THE REQUEST: Output the lines of the data from the one containing "red electric guitar | bbox" through the one containing "top-left (530, 60), bottom-right (697, 204)", inclusive, copied character for character.

INPUT:
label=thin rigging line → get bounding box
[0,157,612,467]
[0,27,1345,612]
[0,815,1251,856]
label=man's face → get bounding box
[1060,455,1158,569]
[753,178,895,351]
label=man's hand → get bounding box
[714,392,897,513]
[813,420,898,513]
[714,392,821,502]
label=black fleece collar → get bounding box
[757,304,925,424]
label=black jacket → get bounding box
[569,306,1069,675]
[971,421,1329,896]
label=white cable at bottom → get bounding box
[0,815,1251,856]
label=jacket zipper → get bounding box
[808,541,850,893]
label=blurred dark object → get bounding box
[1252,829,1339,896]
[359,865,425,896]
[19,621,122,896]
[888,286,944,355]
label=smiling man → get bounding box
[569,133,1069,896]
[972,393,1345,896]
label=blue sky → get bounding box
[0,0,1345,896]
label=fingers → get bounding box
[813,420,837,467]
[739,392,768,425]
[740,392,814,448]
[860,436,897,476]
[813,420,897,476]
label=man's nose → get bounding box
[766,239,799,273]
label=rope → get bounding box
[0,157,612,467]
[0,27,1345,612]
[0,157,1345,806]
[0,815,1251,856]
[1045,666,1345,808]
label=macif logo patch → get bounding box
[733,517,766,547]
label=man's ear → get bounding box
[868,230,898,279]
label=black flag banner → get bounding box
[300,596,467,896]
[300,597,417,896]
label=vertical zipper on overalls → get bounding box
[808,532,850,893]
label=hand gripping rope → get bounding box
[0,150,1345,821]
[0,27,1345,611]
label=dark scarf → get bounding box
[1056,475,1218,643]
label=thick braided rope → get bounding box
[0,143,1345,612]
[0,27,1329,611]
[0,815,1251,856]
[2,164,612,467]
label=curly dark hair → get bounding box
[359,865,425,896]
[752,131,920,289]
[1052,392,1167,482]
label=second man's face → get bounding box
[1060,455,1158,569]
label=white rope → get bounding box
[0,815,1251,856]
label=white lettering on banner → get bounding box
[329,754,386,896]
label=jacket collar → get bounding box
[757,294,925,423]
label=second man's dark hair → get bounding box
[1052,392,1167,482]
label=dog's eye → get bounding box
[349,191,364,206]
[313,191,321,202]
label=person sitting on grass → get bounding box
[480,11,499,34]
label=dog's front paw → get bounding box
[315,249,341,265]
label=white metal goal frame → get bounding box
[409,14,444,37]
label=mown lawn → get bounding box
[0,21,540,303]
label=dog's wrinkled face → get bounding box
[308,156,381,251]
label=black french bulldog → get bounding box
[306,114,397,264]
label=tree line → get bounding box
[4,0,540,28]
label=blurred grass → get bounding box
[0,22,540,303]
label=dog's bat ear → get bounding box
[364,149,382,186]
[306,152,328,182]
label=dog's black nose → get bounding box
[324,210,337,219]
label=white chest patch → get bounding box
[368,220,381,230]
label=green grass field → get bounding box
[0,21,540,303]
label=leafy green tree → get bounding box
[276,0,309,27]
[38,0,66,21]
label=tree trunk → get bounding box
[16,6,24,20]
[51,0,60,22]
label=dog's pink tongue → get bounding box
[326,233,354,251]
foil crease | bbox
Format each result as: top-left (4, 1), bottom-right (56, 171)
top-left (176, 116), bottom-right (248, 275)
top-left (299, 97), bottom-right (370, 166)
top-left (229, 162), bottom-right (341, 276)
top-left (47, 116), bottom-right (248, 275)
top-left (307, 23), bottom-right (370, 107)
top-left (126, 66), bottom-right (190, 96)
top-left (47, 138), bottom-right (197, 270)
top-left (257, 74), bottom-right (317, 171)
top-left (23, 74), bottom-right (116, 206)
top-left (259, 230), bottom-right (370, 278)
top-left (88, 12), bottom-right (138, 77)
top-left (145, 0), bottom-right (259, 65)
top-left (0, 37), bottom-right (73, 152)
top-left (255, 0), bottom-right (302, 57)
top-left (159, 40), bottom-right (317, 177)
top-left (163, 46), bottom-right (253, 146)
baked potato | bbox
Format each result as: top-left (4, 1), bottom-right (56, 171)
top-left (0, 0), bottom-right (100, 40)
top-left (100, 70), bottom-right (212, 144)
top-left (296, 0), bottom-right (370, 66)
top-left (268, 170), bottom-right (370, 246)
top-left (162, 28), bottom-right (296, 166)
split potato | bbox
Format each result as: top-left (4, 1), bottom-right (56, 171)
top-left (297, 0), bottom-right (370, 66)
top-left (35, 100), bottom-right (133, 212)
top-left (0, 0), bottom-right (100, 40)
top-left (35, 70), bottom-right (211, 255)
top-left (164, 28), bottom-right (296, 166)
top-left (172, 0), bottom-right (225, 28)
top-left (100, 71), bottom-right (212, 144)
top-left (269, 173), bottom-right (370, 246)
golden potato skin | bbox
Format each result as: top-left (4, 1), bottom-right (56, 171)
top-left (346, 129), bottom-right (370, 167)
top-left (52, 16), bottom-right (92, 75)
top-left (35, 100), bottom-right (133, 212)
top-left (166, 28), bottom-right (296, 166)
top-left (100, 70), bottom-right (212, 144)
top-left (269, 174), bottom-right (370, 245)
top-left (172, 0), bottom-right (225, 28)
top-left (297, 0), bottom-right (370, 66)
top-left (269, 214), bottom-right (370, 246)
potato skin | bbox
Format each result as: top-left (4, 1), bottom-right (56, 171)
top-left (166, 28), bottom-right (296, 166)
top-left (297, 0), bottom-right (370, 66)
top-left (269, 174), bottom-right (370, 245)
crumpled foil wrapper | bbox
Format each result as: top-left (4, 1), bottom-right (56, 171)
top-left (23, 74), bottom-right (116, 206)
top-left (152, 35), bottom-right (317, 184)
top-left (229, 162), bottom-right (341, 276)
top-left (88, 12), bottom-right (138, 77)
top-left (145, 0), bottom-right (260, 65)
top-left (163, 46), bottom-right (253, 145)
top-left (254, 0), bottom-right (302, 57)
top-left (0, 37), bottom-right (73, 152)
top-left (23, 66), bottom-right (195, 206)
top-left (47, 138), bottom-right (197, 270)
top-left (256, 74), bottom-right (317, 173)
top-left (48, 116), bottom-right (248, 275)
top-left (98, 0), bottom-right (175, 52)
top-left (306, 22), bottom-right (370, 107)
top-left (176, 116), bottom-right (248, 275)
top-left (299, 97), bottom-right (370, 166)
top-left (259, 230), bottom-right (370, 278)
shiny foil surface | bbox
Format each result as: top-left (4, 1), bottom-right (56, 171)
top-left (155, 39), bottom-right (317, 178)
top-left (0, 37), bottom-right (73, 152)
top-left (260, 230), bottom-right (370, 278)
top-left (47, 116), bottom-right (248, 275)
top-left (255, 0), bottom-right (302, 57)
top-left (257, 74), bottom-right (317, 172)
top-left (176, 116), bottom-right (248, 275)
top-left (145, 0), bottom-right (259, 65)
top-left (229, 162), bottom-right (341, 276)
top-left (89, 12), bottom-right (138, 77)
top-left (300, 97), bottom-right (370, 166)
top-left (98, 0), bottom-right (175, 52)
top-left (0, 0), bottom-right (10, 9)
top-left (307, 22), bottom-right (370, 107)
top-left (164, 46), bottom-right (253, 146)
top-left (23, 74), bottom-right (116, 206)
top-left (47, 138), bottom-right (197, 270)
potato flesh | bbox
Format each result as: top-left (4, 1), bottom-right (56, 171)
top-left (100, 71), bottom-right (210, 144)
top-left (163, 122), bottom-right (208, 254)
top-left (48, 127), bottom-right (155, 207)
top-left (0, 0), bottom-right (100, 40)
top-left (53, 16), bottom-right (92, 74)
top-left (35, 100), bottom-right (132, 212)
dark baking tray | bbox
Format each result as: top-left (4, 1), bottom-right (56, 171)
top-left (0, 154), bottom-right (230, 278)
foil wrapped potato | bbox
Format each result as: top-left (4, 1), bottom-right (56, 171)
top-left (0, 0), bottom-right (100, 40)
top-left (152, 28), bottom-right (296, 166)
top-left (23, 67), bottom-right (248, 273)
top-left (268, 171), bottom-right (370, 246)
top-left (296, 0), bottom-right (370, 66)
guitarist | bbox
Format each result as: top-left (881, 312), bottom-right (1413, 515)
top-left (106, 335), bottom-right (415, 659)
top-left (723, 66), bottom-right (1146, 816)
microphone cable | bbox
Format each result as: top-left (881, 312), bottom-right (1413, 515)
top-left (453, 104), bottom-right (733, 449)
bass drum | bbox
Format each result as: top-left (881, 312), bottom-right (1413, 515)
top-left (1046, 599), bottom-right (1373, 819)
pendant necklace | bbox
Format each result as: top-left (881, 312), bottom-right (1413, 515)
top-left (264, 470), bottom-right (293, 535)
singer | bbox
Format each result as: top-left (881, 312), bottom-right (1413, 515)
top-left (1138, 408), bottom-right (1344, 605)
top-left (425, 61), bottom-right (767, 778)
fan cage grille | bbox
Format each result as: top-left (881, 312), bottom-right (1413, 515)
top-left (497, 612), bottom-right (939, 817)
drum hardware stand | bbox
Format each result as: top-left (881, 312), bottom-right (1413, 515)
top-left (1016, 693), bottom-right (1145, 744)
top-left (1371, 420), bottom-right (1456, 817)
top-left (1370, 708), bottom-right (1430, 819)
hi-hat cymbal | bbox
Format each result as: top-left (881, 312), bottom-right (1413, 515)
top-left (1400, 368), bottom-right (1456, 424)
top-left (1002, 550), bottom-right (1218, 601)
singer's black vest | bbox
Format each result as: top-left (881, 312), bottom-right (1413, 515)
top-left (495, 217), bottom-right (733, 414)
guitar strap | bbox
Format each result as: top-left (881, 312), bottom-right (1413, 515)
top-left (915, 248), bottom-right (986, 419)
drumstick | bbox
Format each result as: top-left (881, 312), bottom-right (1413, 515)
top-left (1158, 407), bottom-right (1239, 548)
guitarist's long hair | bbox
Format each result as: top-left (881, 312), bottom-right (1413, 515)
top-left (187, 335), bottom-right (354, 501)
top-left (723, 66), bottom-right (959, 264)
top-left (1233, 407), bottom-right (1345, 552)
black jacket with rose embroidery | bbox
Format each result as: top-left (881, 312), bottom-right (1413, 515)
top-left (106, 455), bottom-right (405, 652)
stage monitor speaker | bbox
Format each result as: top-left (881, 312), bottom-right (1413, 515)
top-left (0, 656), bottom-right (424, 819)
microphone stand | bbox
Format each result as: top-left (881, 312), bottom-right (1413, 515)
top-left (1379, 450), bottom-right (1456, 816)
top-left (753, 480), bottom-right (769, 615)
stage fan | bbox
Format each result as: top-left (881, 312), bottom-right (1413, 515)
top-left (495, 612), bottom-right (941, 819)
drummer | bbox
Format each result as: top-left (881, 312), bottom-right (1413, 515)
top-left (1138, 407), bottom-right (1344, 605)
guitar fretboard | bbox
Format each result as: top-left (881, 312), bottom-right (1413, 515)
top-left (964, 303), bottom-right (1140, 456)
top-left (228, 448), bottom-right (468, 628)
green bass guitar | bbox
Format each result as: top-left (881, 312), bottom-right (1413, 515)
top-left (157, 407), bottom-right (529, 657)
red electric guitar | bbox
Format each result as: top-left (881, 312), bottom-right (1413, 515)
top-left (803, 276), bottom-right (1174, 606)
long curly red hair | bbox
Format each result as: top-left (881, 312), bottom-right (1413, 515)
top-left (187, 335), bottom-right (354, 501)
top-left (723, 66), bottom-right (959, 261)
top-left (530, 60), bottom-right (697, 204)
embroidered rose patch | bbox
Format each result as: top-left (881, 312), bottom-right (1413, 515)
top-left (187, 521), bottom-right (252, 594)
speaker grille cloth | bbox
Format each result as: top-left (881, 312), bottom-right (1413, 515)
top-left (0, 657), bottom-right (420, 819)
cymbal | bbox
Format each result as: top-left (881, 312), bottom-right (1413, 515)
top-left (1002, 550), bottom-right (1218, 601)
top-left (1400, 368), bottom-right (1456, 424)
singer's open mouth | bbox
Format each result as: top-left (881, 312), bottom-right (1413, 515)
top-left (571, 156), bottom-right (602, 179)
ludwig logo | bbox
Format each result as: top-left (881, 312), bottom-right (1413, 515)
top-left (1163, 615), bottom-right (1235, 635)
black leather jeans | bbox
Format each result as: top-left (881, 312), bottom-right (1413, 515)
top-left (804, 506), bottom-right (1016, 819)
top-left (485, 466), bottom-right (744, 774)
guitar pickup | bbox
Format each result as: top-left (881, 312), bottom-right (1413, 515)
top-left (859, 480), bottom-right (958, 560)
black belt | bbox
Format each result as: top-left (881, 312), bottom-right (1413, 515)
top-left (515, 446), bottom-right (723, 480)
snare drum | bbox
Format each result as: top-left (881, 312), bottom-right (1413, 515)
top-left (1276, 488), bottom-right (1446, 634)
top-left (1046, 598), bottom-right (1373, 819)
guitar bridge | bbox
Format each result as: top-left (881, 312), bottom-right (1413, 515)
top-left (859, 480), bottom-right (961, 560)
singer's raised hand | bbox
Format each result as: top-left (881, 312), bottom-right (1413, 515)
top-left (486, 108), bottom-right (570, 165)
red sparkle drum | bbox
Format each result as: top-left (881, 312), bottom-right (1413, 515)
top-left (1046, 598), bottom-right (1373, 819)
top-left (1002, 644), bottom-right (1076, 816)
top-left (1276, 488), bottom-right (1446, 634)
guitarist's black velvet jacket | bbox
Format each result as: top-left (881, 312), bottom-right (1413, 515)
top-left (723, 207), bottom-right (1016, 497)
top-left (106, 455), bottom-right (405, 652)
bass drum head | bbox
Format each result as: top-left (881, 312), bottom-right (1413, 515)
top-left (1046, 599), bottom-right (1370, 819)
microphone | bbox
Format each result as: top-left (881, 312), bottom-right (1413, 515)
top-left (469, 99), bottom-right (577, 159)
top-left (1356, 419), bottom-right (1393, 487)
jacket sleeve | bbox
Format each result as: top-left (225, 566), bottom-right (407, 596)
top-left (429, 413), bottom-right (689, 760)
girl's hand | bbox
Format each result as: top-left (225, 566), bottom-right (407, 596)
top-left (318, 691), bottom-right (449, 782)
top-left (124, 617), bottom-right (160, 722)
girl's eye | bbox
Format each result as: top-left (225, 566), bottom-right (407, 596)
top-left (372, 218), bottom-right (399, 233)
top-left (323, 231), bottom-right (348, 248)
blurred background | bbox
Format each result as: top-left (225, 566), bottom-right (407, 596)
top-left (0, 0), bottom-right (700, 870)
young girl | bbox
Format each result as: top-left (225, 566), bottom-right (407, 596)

REPLY TO THE TASK:
red electric guitar | bbox
Format each result as: top-left (881, 312), bottom-right (1413, 515)
top-left (803, 276), bottom-right (1174, 606)
long curly red hair | bbox
Format each result as: top-left (881, 312), bottom-right (1413, 515)
top-left (187, 335), bottom-right (354, 501)
top-left (723, 66), bottom-right (959, 261)
top-left (530, 60), bottom-right (697, 204)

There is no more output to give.